## GETOONDE TEKST
Waanders
Een van de beroemdste pleisterplaatsen van het land is hotel-restaurant Waanders in Staphorst, al meer dan honderd jaar een familiebedrijf. Ooit lag het aan de oude Rijksweg tussen Zwolle en Meppel, aan de rand van het dorp, waar de Rijksweg de Gemeenteweg kruist. Nog steeds ligt de zaak daar, natuurlijk, maar de infrastructuur is door de komst van de A28 drastisch veranderd. De snelweg loopt nu zo’n beetje dwars door Waanders heen, dat wil zeggen: dwars door het blikveld van wie in de zaak bij het raam zit. Hij ligt hoog, die weg, een enorm viaduct eigenlijk, en eronder bevindt zich een rotonde die naar wethouder Coster is vernoemd. De weg naar Rouveen, waar Gretha Smit vandaan komt, gloort lichtend aan het einde van het donkere, winderige gat.

## UIT TE VOEREN OPDRACHTEN
1. Naar wie is volgens de tekst over hotel-restaurant Waanders de rotonde onder het viaduct vernoemd?
2. Vervolg de tekst over hotel-restaurant Waanders, aansluitend op de laatste zin.

## FRAGMENT UIT GEGEVENSSET
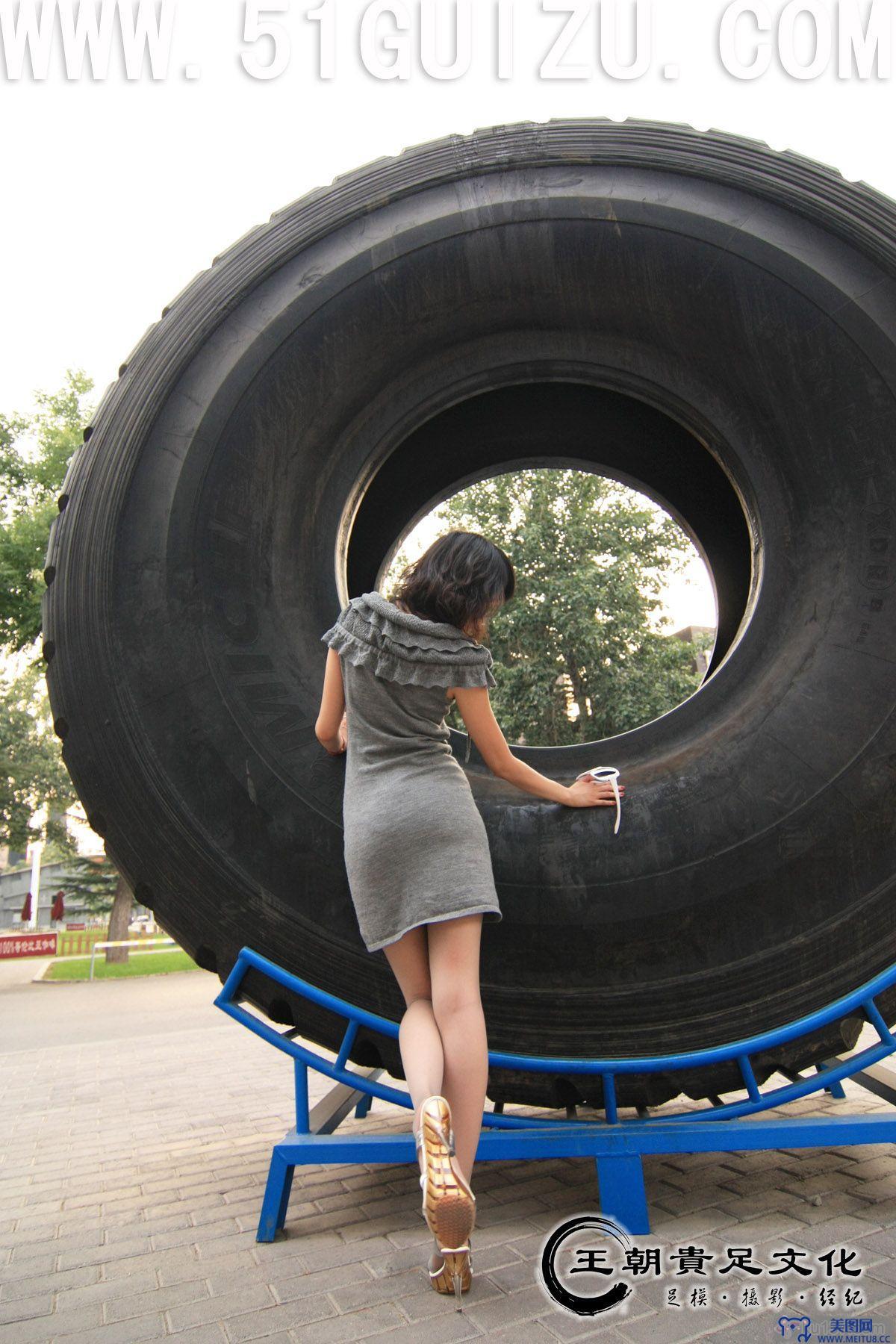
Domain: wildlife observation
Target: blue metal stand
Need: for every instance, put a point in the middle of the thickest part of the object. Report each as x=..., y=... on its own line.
x=617, y=1145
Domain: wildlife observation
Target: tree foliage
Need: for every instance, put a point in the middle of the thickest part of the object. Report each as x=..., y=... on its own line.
x=34, y=457
x=583, y=626
x=93, y=880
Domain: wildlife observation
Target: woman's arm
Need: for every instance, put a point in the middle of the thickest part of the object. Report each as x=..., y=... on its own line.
x=331, y=727
x=479, y=718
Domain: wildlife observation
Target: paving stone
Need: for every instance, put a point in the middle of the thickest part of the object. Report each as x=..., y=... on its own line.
x=220, y=1308
x=155, y=1300
x=289, y=1316
x=26, y=1308
x=352, y=1325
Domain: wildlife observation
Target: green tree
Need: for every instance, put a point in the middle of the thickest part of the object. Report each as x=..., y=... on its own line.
x=34, y=458
x=583, y=626
x=92, y=880
x=34, y=774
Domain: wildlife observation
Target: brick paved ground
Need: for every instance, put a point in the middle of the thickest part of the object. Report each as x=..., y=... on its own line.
x=134, y=1169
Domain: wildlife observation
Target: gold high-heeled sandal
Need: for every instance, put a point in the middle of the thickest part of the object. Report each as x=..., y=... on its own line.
x=449, y=1204
x=445, y=1280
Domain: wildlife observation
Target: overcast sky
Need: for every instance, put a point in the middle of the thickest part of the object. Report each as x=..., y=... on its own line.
x=119, y=191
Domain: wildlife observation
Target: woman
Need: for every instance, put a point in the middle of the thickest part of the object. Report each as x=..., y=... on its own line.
x=417, y=853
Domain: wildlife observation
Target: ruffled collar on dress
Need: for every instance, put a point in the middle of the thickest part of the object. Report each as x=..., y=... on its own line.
x=415, y=623
x=408, y=648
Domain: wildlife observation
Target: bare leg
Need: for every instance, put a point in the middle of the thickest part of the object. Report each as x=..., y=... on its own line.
x=457, y=1008
x=418, y=1036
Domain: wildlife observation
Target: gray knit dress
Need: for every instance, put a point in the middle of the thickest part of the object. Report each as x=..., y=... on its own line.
x=417, y=850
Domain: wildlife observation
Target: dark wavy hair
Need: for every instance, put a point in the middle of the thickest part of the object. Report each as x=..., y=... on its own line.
x=461, y=578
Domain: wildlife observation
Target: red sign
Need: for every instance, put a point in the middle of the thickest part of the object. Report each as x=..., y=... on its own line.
x=28, y=945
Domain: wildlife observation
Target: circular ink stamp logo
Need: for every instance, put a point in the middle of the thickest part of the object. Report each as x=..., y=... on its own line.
x=571, y=1239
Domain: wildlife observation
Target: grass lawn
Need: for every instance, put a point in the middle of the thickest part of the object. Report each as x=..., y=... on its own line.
x=155, y=964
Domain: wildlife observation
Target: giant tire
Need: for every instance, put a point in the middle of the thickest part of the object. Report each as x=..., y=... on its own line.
x=687, y=311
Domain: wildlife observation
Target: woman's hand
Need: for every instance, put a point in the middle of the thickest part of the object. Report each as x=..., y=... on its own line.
x=343, y=737
x=588, y=792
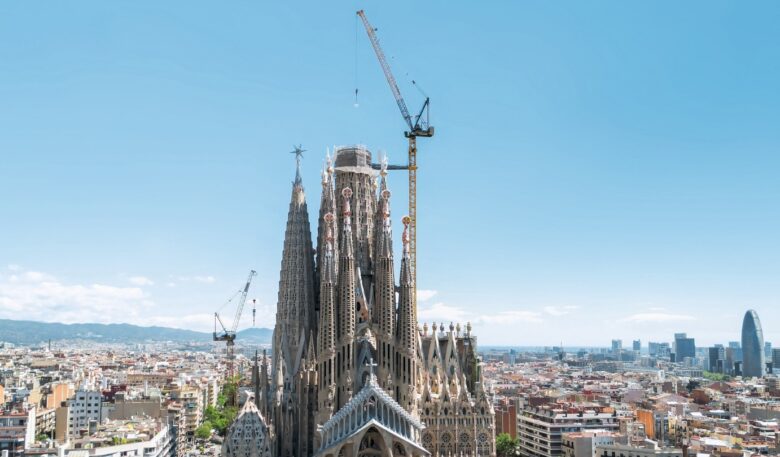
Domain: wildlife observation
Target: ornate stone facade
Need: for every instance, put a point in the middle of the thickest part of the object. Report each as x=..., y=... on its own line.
x=248, y=435
x=337, y=316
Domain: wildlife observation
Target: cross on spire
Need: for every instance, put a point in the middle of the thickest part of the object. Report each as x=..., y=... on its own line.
x=371, y=365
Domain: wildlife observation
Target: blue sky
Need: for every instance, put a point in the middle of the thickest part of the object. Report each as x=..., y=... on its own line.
x=600, y=169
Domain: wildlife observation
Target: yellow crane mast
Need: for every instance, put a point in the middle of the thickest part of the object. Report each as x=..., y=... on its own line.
x=418, y=127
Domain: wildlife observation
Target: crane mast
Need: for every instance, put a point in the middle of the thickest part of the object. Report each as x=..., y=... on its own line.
x=228, y=335
x=418, y=127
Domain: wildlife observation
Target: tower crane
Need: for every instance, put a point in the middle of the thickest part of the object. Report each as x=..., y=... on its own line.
x=418, y=127
x=228, y=335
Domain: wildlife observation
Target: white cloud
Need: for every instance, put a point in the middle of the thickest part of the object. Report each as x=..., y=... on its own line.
x=140, y=281
x=42, y=297
x=205, y=279
x=439, y=312
x=657, y=317
x=425, y=295
x=560, y=310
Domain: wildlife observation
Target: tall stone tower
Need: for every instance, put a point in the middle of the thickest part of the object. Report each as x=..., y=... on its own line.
x=347, y=333
x=293, y=375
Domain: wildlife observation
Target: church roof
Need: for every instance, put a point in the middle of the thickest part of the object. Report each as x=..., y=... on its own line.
x=248, y=436
x=371, y=406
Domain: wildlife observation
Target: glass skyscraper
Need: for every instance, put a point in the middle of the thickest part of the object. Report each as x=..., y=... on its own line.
x=753, y=360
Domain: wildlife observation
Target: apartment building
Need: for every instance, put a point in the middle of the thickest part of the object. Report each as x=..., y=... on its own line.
x=540, y=430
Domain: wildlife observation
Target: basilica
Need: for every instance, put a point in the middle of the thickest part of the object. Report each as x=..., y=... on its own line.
x=352, y=373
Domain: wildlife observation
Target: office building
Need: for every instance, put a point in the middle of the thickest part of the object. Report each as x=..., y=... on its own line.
x=754, y=362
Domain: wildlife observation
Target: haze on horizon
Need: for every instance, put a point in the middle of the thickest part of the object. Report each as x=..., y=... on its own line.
x=599, y=171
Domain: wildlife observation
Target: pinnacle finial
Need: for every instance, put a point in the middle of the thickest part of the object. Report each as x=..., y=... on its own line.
x=347, y=194
x=405, y=236
x=329, y=218
x=372, y=366
x=298, y=151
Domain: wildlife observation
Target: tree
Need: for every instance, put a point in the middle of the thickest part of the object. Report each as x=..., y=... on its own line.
x=506, y=445
x=204, y=431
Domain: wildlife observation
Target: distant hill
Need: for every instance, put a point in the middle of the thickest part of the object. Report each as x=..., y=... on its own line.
x=31, y=332
x=255, y=335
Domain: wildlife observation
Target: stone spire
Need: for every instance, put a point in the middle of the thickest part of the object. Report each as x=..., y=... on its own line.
x=347, y=287
x=326, y=342
x=296, y=302
x=384, y=292
x=327, y=206
x=347, y=280
x=384, y=303
x=248, y=435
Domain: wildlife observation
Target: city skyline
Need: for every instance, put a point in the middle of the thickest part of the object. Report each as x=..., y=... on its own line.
x=629, y=193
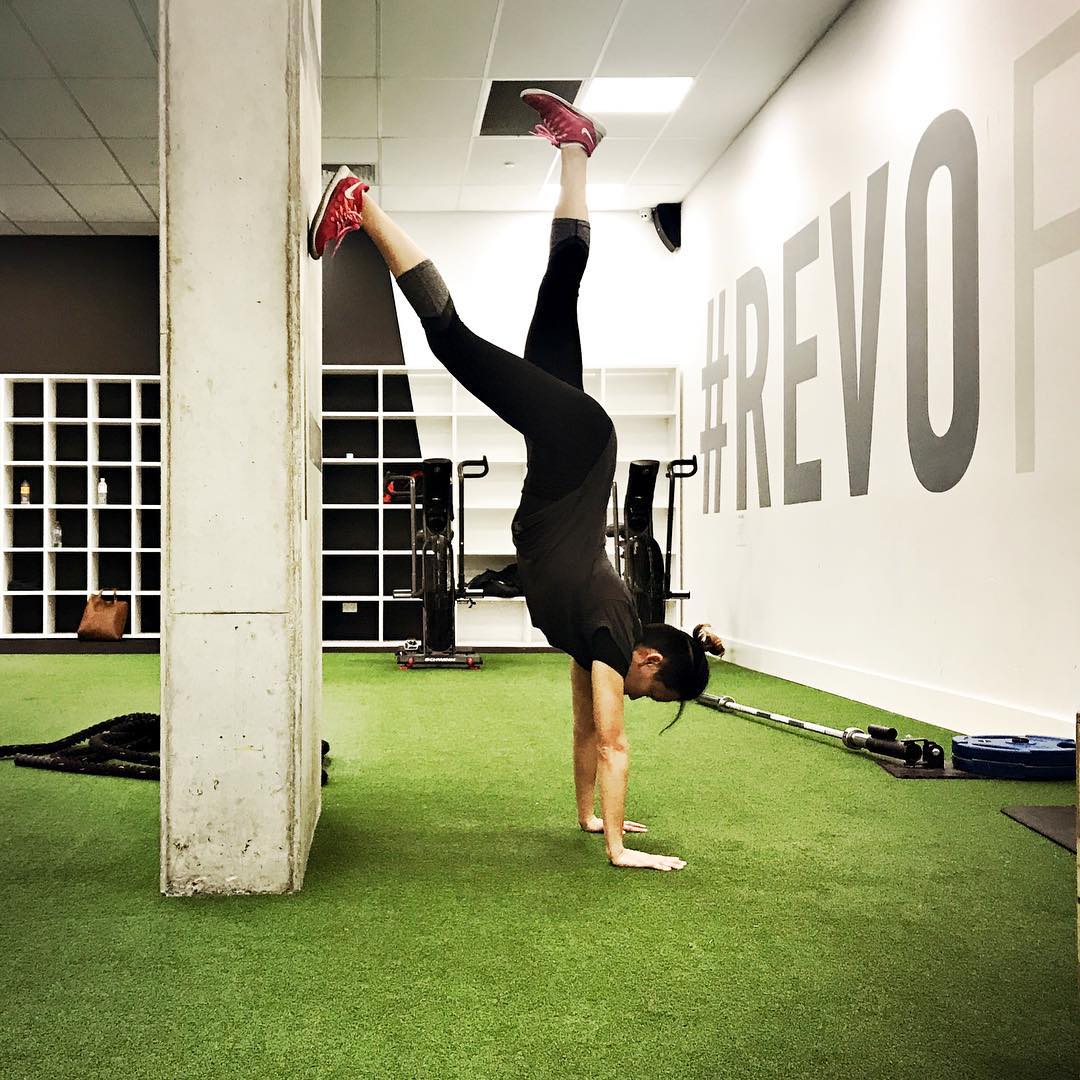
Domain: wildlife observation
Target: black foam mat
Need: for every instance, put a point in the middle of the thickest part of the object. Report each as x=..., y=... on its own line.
x=1055, y=823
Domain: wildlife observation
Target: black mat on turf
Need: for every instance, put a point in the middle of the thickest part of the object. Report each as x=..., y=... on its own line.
x=904, y=771
x=1055, y=823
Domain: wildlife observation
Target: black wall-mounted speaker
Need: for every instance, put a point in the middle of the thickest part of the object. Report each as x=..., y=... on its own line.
x=667, y=219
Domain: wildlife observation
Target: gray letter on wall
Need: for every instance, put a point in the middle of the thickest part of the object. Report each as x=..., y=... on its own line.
x=801, y=478
x=859, y=369
x=751, y=291
x=941, y=460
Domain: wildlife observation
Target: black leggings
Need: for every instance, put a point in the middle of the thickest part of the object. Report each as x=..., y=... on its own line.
x=541, y=394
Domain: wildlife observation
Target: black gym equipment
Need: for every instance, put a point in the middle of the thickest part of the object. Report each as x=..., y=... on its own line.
x=637, y=556
x=125, y=745
x=916, y=753
x=433, y=579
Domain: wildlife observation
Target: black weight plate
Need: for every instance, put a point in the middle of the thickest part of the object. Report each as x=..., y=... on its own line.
x=1015, y=770
x=1024, y=750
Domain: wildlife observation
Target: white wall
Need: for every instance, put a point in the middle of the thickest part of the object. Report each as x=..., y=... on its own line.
x=959, y=606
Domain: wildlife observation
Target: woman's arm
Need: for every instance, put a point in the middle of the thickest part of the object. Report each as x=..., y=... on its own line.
x=612, y=769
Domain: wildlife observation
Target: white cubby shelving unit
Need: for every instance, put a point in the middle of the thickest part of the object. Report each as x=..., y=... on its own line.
x=383, y=419
x=63, y=434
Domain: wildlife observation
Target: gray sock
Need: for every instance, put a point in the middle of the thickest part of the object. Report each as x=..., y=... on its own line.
x=424, y=289
x=564, y=228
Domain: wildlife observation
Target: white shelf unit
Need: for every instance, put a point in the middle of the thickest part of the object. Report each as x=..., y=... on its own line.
x=378, y=420
x=63, y=433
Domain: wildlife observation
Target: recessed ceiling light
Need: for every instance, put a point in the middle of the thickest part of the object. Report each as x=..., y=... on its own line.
x=635, y=95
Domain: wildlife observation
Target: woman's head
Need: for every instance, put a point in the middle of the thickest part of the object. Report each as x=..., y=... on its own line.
x=669, y=664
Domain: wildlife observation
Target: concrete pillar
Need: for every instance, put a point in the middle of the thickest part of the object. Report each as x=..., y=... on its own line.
x=242, y=493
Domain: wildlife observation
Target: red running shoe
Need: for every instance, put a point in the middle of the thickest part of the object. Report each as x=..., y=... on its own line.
x=562, y=122
x=338, y=214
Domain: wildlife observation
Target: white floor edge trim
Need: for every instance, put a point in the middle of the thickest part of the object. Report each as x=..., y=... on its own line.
x=944, y=709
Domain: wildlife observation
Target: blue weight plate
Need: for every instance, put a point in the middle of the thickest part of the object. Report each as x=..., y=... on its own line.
x=1015, y=770
x=1024, y=750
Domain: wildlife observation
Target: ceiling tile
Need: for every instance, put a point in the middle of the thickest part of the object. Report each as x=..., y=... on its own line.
x=532, y=41
x=436, y=39
x=126, y=108
x=34, y=203
x=19, y=57
x=138, y=156
x=103, y=38
x=675, y=38
x=14, y=167
x=417, y=108
x=407, y=160
x=40, y=108
x=72, y=228
x=73, y=160
x=350, y=108
x=108, y=202
x=349, y=38
x=678, y=161
x=403, y=199
x=617, y=159
x=351, y=151
x=125, y=228
x=530, y=159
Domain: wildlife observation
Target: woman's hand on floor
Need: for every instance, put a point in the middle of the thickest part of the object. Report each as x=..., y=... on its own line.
x=642, y=860
x=595, y=824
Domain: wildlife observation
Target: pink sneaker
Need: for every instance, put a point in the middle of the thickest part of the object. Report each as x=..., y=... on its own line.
x=338, y=214
x=562, y=122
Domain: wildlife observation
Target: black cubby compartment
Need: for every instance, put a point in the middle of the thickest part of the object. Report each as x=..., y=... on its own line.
x=71, y=483
x=350, y=484
x=27, y=527
x=149, y=442
x=28, y=399
x=112, y=569
x=67, y=613
x=72, y=525
x=71, y=400
x=119, y=484
x=69, y=571
x=113, y=443
x=402, y=620
x=70, y=442
x=356, y=529
x=350, y=575
x=359, y=625
x=35, y=476
x=358, y=437
x=26, y=615
x=115, y=401
x=25, y=572
x=27, y=442
x=400, y=439
x=113, y=528
x=149, y=615
x=149, y=481
x=149, y=401
x=149, y=572
x=149, y=528
x=350, y=393
x=396, y=393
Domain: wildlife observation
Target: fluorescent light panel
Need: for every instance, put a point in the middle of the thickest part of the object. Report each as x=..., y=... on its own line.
x=635, y=95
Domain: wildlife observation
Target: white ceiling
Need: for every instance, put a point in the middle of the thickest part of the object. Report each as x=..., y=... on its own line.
x=78, y=98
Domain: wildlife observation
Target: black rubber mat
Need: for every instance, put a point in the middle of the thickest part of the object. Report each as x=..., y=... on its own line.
x=1055, y=823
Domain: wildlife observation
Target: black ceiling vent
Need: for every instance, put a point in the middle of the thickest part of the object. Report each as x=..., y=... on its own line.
x=508, y=115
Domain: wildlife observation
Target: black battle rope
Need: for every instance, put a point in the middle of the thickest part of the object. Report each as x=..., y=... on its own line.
x=122, y=746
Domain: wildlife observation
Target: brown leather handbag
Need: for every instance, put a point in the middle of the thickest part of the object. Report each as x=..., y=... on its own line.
x=104, y=620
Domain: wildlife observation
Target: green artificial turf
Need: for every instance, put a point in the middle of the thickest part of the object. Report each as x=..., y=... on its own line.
x=832, y=921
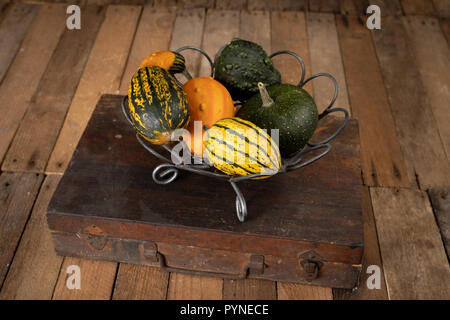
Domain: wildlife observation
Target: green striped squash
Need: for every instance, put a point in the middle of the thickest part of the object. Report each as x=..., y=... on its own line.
x=156, y=104
x=239, y=148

## ANTWOORDEN PER OPDRACHT
1. Naar wethouder Coster.

2.
Altijd als ik langs Staphorst kom, neem ik me voor bij Waanders te stoppen, maar nooit komt het ervan. In gezelschap van mijn vader kwam ik er vroeger geregeld, maar de enige herinnering die ik eraan koester, is die van de chipolatapudding die er op de kaart stond, 25 jaar geleden, en ik gruwde daarvan. Mijn vader niet, die bestelde altijd steevast dat drillende puddinkje. Iets anders kan ik me van al die bezoeken niet herinneren, maar toch zette de magische klank van Waanders in Staphorst zich in mij vast.
Nu was ik er dan eindelijk.
Hotel-restaurant Waanders kent de volgende kleurstellingen: blauwe tafelkleden, donkerblauwe stoelen met zalmkleurige zittingen en ruggen, grijze vloerbedekking en een donkerbruin, houten plafond. Er zijn diverse zalen, die in elkaar overlopen, en er is plaats voor honderden gasten. Op alle tafels staat het klassieke rekje met peper en zout en Maggi. Je zou de sfeer Spartaans kunnen noemen, maar iets afgetrapts heeft het ook.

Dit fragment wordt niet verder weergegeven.